__Bounding box annotation entries__:
-=-=-

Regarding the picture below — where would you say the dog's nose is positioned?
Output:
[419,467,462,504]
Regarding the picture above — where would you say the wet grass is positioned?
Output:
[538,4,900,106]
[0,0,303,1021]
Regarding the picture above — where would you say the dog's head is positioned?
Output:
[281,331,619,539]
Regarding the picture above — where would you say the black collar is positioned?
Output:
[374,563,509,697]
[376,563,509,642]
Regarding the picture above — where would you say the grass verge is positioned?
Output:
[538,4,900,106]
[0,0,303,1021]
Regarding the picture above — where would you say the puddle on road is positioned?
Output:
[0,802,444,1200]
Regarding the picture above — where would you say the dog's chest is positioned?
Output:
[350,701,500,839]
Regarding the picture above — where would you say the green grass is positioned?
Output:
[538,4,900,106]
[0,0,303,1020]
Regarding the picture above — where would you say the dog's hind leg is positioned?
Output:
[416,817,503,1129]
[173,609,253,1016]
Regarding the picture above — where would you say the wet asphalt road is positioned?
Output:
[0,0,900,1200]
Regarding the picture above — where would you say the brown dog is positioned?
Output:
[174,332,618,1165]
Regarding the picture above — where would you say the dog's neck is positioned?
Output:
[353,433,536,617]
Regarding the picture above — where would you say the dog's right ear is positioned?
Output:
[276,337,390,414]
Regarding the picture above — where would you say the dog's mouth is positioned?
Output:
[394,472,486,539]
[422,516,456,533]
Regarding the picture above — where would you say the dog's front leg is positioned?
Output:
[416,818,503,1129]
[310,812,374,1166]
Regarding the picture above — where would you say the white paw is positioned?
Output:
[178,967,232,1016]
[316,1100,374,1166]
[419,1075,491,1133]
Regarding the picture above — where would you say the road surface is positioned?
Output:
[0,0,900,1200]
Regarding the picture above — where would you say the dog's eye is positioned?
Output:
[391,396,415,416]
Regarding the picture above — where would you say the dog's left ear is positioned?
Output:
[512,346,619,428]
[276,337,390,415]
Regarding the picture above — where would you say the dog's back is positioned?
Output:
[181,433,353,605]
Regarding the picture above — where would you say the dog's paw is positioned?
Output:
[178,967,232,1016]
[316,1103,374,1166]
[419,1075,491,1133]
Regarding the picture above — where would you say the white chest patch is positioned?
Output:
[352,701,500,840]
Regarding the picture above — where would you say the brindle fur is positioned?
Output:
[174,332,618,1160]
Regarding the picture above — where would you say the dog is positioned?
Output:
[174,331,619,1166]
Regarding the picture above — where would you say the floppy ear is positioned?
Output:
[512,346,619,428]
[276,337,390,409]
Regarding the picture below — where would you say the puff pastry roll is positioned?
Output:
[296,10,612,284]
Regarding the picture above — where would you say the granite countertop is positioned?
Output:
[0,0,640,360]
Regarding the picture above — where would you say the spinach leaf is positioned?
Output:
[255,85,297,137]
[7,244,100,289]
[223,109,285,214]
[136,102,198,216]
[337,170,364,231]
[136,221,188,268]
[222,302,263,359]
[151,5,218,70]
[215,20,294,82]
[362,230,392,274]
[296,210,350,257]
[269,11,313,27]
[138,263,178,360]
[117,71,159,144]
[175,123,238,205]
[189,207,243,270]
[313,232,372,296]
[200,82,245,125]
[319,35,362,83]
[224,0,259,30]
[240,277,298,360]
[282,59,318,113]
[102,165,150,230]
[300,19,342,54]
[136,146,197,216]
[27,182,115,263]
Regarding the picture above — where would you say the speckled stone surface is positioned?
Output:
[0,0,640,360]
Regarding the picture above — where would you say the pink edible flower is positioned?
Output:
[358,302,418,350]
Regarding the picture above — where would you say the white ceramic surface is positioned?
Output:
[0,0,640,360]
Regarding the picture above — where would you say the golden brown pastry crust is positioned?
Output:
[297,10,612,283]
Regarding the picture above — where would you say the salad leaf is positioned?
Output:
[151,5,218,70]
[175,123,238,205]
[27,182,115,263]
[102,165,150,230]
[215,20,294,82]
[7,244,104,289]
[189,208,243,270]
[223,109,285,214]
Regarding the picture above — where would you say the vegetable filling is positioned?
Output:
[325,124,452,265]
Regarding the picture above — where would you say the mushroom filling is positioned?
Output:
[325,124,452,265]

-=-=-

__Description of the task__: Please quote every one of the entries above word for word.

__Response to this task__:
Regarding the picture below — where would you say the dog's nose is positioned?
Output:
[419,467,462,504]
Regarding the picture above — where would you say the wet grass is positioned?
Output:
[538,4,900,106]
[0,0,303,1021]
Regarding the picture above — where would you say the dog's head is positioned?
Output:
[281,331,619,539]
Regarding the picture above — where would you say the black collar is positioned?
Output:
[374,563,509,697]
[376,563,509,642]
Regarding the picture above — where would you say the grass verge is positioned?
Output:
[538,4,900,106]
[0,0,303,1021]
Regarding the picture above — where would you say the puddle on road is positioned?
Output:
[0,802,444,1200]
Regarding the picture above — where would you say the dog's chest is positioned?
Output:
[350,701,500,839]
Regarding the picture above — where would you say the green grass is positioned?
Output:
[538,4,900,106]
[0,0,303,1020]
Regarding the picture above — where would you say the dog's hind leg is positioned?
Output:
[416,817,503,1129]
[173,609,253,1016]
Regarding the picture above — where would you say the wet asphalt road is positioned?
Output:
[0,0,900,1200]
Regarding the picture above — where would you say the brown dog is positioned?
Output:
[174,332,618,1165]
Regarding the picture above — where would you say the dog's neck is positioned?
Output:
[353,433,536,617]
Regarding the picture above — where would you say the dog's right ear is positioned?
Output:
[276,337,390,414]
Regarding the picture above — where would you say the dog's mouth is positioned?
Output:
[394,472,486,539]
[422,516,456,533]
Regarding the picture above — where would you say the dog's front leg is positioned?
Output:
[416,818,503,1129]
[310,812,374,1166]
Regarding the picture above — where would you say the white paw is positioned?
Output:
[178,967,232,1016]
[316,1100,374,1166]
[419,1075,491,1133]
Regarding the picture above — where would you say the road surface is positioned?
Output:
[0,0,900,1200]
Regarding the picture above — where would you say the dog's eye is positioned?
Output:
[391,396,415,416]
Regarding the picture above — where would you say the dog's left ear is positioned?
Output:
[512,346,619,428]
[276,337,390,415]
Regarding the picture above — where would you say the dog's back is positioned?
Output:
[181,433,353,605]
Regarding the picture above — where would you say the dog's paw is positioned?
Output:
[178,967,232,1016]
[316,1103,374,1166]
[419,1075,491,1133]
Regarding the picture above — where would you say the white chest patch is positioned?
Output:
[352,701,500,840]
Regarding the picture above — where would you say the brindle fur is positioned?
Output:
[174,332,618,1160]
Regarding the picture above — where would you say the dog is positioned?
Output:
[174,331,619,1166]
Regarding the picture above — where would you say the floppy ear is positioned?
Output:
[512,346,619,428]
[276,337,390,409]
Regarding the picture below — where would you say the puff pastry roll is positioned?
Output:
[296,10,612,284]
Regarding the picture above — where would you say the granite countertop is positioned?
Output:
[0,0,640,360]
Regarding the picture above — where would you say the spinach leaf is positioned?
Output:
[255,85,297,137]
[7,244,100,289]
[223,109,285,214]
[136,102,198,216]
[337,170,364,231]
[136,221,188,268]
[222,302,263,359]
[151,5,218,70]
[215,20,294,82]
[362,230,392,274]
[296,210,350,257]
[269,11,313,27]
[138,263,178,360]
[117,71,159,144]
[175,123,238,205]
[189,207,243,270]
[313,232,372,296]
[200,82,245,125]
[319,35,362,83]
[224,0,259,30]
[240,277,298,360]
[282,59,318,113]
[102,165,150,230]
[300,19,342,54]
[136,146,197,216]
[27,182,115,263]
Regarding the picture above — where would you say the speckled stone surface is positioned?
Output:
[0,0,640,360]
Regarding the picture above — where would you say the pink edible flower is positioned?
Output:
[358,302,418,350]
Regarding the picture above — where would you say the white ceramic surface is positioned?
Output:
[0,0,640,360]
Regarding the picture above — where would you say the golden brown pastry crust is positioned?
Output:
[297,10,612,283]
Regarding the picture above — where would you say the salad leaf is positioned?
Output:
[151,5,218,70]
[175,123,238,205]
[27,182,115,263]
[102,165,150,230]
[215,20,294,82]
[7,244,104,289]
[189,208,243,270]
[223,109,285,214]
Regarding the picture above — where would you say the vegetable filling is positioned?
Output:
[325,124,452,265]
Regarding the picture above — where would you say the mushroom filling is positioned?
Output:
[325,124,452,265]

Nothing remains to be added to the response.